> Passage:
--- BEGIN ---

What’s the psyche. What’s the, what’s the intangible,  , Mental push behind that. That’s driving it. What is the mental force and what is the, what’s the philosophy? That’s the word I’m looking for? What’s the business philosophy behind it? That’s driving that forward that I think is seldom talked about.

That’s why building empires. I say that I’m most excited for the round table events with some of these people that are true, true thought leaders for how we bring. Like real, this sounds kind of cliche, but like real wisdom into business, not necessarily, Oh, we’re going to have the wisdom of managing every penny to get the best returns.

So wasn’t wisdom before all those actions, before they post the stuff. Before we run an advertisement, all of that, it’s, what’s put into it before we broadcast it. It’s the intent and the mindset behind everything that you do. If you’re just centered around the tactics of trying to get better, any football team can be a hundred percent trained and they can go on the field and they can compete.

But the intangible is when those guys actually kind of come together in one mindset, one culture, and it becomes second nature that, no, I don’t have to worry about that block because I know he’s going to take care of it. I don’t have to worry about making XYZ a business decision, because I know that this is going to fall right in line with the other people within my organization.

I love it as well as this. To go along with that analogy, you could also have a team, a machine that can handle injuries and still win the championship. And it can take some blows. They can, they can handle it. They don’t freak out when it does, if it’s football and well, this is football guys get hurt.

If we don’t plan for that, who are we? It’s the same thing. Building these machines that we’re talking about now that do have the culture do have the intention, but then can handle unexpected stuff. I want to expound on the intention that really triggered me. When you said that and you kind of circled it back around.

I think it’s the intent that’s behind everything. That is the defining factor. When one of your original thoughts you’re like these companies were reactive and it succeeded and they succeeded off of those reactions, doing things that are green, becoming more environmentally friendly, did they do it because the intent was right?

Or did they do it because it was going to look good, good optics. It was going to look good in the public eye. And I’m not saying that everything that’s been done in green initiatives has been optics, but there’s been a lot of that. Absolutely. And talking about what’s doing right for employees, or I read recently about the history of a large company within our industry, how they pioneered women’s rights and whatnot, but it was really reactionary. So after the war, all the men are overseas. So there’s kind of like, okay, we’ll use women because there’s no one else around where now we all fundamentally believe, thankfully our society’s progressed to a place where we feel like you look, we’re all humans, we’re all equal.

--- END ---

> Dataset content:
--- BEGIN ---

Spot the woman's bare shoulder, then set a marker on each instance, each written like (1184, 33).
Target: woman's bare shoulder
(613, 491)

--- END ---

Can you transcribe the passage about business philosophy from "What’s the psyche." to "seldom talked about.", word for word?

What’s the psyche. What’s the, what’s the intangible,  , Mental push behind that. That’s driving it. What is the mental force and what is the, what’s the philosophy? That’s the word I’m looking for? What’s the business philosophy behind it? That’s driving that forward that I think is seldom talked about.